Exercise aim
What follows is a block of records; reproduce all of it verbatim.

--- START Data section ---

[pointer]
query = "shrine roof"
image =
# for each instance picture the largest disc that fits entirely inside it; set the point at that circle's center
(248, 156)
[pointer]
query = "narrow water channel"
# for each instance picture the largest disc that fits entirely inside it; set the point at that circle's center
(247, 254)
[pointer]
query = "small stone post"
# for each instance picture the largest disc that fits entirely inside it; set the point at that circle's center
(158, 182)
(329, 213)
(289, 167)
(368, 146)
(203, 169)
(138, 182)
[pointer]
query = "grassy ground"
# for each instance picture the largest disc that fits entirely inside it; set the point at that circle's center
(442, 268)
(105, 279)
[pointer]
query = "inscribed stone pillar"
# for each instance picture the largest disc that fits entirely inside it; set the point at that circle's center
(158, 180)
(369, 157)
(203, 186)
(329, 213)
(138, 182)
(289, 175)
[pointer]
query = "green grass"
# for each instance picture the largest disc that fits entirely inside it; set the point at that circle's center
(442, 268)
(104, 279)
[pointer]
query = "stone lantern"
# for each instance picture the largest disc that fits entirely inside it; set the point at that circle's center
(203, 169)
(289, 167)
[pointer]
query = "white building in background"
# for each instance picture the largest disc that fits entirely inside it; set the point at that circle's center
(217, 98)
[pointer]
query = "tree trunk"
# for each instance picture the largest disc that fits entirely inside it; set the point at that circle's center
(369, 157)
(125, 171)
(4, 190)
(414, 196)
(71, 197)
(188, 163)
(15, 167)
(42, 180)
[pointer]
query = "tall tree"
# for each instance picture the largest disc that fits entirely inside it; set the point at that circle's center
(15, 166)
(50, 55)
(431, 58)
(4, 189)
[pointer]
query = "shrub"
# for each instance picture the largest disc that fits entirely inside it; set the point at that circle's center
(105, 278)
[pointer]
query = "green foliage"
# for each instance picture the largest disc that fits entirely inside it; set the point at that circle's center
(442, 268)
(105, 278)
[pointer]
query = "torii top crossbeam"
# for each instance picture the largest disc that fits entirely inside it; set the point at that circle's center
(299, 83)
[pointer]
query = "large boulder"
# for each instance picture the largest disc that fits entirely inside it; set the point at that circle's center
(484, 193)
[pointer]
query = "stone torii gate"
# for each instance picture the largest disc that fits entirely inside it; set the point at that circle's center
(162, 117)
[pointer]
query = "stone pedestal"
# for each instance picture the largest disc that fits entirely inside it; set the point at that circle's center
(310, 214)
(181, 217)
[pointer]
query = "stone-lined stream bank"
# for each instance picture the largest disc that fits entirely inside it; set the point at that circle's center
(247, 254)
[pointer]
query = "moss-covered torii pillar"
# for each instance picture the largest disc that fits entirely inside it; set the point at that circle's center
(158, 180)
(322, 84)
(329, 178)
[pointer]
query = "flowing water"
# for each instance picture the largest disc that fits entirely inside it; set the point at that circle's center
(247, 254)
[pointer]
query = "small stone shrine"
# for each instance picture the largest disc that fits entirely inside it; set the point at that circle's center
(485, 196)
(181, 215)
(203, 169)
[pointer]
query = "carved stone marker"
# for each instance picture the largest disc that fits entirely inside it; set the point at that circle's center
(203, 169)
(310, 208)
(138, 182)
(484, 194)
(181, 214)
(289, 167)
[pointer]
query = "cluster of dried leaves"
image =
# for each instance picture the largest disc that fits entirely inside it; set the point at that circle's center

--- END Data section ---

Reply
[pointer]
query = "shrine roof"
image =
# for each instance picture the largest disc that fits entirely inside it; set the point at that circle's center
(248, 156)
[pointer]
query = "narrow water channel"
# for each instance picture the largest disc that fits entirely inside it; set the point at that circle's center
(247, 254)
[pointer]
query = "small stone post"
# for each instance picture the largest disc that fits entirely inside it; set the point at that circle's center
(158, 182)
(329, 213)
(289, 167)
(368, 146)
(203, 169)
(138, 182)
[pointer]
query = "grassy ground"
# for each instance picture the largest disc that fits entirely inside it; set the point at that circle's center
(442, 268)
(105, 279)
[pointer]
query = "inscribed stone pillar"
# for each instance picture the largest disc that fits entirely inside it; set the point at that circle's center
(158, 180)
(369, 157)
(203, 186)
(329, 213)
(138, 182)
(289, 175)
[pointer]
query = "green grass"
# for each instance picture the largest disc that fits entirely inside it; set the point at that circle's center
(442, 268)
(104, 279)
[pointer]
query = "stone lantern"
# for each instance picture the largest disc that fits entirely inside it; set the point at that circle's center
(203, 169)
(289, 167)
[pointer]
query = "white building in background"
# for each instance picture the largest disc that fits entirely inside it; set the point at that circle's center
(217, 98)
[pointer]
query = "tree trunk"
# for each instance picture the largest disc that fits entirely inside it; set the point at that circle's center
(369, 157)
(125, 171)
(4, 190)
(414, 196)
(71, 197)
(188, 163)
(15, 167)
(42, 180)
[pointer]
query = "tall tree"
# for each instance picture the largest disc that fits entirely inside it; set the point at that circle's center
(15, 166)
(50, 55)
(431, 58)
(4, 189)
[pointer]
query = "shrub"
# for each instance picture the largest disc that fits entirely inside it; set the point at that circle's center
(105, 278)
[pointer]
query = "green foliage"
# for each instance picture the largest disc that fits entirely inside it; set the point at that circle's center
(442, 268)
(105, 278)
[pointer]
query = "torii top crossbeam"
# for each instance picture the largest disc that fits entirely inside it; set the point at that circle's center
(299, 83)
[pointer]
query = "large boulder"
# for each instance picture the largest disc that fits entirely inside it; set the point at that circle's center
(484, 193)
[pointer]
query = "stone torii gate"
# for each instance picture the largest disc that fits entirely inside it; set the point at that circle's center
(162, 117)
[pointer]
query = "stone pedestal"
# for each instance picture the largest disc that fits entirely inside it; set the point at that circle's center
(310, 214)
(181, 217)
[pointer]
query = "stone-lined stream bank"
# for each instance picture the largest disc that fits entirely inside it; set the point at that circle's center
(247, 254)
[pointer]
query = "moss-covered torii pillar"
# for each instance picture the largest disc that fits entirely inside it; set the point at that circle's center
(158, 180)
(322, 84)
(329, 178)
[pointer]
query = "flowing water"
# for each instance picture the largest disc that fits entirely inside it; set the point at that circle's center
(247, 254)
[pointer]
query = "small stone shrine"
# for each instance picture the largest disc that fits entirely inside it; set the point at that circle's center
(485, 196)
(181, 215)
(203, 169)
[pointer]
query = "carved stone marker"
# for each instance picture the largest disc that fits entirely inside it; set the point at that circle's center
(203, 169)
(310, 208)
(138, 182)
(484, 194)
(181, 214)
(289, 167)
[pointer]
query = "cluster of dried leaves"
image =
# for each instance picture the largest disc that fits entirely inside it; set the point at that circle's center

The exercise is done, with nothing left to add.